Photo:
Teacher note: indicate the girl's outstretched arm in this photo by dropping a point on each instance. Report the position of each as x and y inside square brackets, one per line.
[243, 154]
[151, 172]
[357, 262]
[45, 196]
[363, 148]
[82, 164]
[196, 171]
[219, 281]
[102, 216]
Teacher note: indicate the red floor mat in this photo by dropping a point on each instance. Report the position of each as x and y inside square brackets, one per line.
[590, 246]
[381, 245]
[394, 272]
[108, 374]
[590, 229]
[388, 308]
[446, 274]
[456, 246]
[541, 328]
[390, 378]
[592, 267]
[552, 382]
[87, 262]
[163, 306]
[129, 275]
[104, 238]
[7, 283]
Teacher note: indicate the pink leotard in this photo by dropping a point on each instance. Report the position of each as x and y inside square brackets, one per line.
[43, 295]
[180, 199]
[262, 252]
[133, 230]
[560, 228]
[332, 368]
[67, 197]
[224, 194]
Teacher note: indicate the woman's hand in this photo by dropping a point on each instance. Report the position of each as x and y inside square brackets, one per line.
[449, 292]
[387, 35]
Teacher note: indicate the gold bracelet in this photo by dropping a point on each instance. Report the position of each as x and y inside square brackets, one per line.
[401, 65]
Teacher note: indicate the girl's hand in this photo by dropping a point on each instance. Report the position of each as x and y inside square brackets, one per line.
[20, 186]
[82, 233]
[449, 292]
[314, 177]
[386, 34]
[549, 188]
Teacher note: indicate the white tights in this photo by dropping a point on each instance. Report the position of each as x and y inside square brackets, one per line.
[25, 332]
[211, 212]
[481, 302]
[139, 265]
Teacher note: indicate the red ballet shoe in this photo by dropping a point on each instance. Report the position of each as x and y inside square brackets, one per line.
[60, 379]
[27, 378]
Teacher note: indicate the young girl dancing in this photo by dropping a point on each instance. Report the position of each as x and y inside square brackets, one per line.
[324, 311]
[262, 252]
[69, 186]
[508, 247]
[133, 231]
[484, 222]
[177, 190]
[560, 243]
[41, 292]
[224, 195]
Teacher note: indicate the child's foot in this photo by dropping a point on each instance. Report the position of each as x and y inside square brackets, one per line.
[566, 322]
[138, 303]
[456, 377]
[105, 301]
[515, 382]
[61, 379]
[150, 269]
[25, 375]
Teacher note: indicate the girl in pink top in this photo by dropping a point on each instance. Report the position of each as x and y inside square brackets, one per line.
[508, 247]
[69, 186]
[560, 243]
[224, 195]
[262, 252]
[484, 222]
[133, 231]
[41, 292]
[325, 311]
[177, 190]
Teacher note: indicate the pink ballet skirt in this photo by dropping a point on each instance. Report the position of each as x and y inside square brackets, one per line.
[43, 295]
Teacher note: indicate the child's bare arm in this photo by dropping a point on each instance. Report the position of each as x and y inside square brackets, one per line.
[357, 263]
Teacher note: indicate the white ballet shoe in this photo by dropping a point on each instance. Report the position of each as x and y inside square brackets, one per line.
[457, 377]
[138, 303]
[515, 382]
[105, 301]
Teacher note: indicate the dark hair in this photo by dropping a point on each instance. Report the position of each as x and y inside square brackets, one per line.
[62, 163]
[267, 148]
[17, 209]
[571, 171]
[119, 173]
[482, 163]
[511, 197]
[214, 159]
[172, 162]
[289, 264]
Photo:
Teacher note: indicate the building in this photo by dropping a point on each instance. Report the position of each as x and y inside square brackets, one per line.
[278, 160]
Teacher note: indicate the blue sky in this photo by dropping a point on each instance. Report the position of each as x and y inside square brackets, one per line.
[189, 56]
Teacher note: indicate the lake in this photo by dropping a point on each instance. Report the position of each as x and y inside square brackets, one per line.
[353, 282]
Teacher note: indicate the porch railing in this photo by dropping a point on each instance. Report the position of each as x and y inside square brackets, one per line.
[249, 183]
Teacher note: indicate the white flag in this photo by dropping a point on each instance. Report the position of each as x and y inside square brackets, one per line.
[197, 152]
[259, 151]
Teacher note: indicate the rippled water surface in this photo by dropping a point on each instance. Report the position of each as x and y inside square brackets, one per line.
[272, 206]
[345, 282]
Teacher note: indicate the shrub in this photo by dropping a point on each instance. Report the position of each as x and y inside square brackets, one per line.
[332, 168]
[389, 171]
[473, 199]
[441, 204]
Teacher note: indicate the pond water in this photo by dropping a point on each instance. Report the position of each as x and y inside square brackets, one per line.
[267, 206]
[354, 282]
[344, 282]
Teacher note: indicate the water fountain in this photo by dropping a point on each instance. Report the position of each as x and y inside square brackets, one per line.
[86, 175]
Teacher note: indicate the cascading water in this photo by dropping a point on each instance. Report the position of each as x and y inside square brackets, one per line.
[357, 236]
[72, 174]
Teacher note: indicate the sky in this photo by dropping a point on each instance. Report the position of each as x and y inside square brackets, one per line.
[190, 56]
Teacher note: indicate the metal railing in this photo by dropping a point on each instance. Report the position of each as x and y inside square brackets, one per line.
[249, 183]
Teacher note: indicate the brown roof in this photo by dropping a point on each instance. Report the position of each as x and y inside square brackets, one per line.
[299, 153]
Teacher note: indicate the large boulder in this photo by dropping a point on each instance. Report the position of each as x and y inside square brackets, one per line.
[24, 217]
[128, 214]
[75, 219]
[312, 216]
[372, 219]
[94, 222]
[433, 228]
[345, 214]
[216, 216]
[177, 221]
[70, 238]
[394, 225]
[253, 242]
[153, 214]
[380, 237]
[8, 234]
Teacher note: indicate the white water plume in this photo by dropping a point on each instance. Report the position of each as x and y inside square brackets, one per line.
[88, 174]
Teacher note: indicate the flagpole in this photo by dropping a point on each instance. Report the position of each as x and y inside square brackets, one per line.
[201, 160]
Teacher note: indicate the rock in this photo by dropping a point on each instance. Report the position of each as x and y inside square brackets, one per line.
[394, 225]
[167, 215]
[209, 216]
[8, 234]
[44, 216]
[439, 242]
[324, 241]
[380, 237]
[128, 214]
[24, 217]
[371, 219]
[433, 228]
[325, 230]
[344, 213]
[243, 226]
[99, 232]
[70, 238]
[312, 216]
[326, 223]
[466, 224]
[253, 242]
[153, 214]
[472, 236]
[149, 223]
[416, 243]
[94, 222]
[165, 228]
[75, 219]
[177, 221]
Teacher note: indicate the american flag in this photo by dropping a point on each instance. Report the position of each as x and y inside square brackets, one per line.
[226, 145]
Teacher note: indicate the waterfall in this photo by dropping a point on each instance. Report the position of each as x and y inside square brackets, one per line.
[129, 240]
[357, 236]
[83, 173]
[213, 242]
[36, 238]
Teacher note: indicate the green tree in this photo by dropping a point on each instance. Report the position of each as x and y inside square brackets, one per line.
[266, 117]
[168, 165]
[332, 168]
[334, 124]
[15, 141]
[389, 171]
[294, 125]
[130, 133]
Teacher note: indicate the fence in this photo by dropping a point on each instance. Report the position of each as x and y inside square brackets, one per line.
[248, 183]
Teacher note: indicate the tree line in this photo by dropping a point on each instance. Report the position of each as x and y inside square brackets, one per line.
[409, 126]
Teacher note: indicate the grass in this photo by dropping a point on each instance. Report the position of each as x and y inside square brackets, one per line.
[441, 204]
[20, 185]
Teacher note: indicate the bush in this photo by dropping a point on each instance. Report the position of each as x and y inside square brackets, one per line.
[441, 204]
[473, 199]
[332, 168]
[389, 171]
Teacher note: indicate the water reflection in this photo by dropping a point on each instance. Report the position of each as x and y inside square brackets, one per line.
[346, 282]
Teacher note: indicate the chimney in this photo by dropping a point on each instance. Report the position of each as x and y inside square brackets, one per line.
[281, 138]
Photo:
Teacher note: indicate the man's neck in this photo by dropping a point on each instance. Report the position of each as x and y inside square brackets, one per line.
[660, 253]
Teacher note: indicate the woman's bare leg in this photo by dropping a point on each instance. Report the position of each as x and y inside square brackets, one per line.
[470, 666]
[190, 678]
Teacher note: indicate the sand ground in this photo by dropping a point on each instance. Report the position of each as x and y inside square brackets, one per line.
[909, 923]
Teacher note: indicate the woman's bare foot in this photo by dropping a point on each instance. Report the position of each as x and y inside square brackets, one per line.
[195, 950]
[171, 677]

----

Arrange everything in the material from the line containing "Teacher note: indicate the woman's bare foot" down to the final line as a numbered list, including both ends and leaving out any blank lines.

## THE ANSWER
1. Teacher note: indicate the woman's bare foot in this photo by dropping a point on each instance. Report the position of each as x and y inside square brackets, one per line.
2. [195, 950]
3. [171, 677]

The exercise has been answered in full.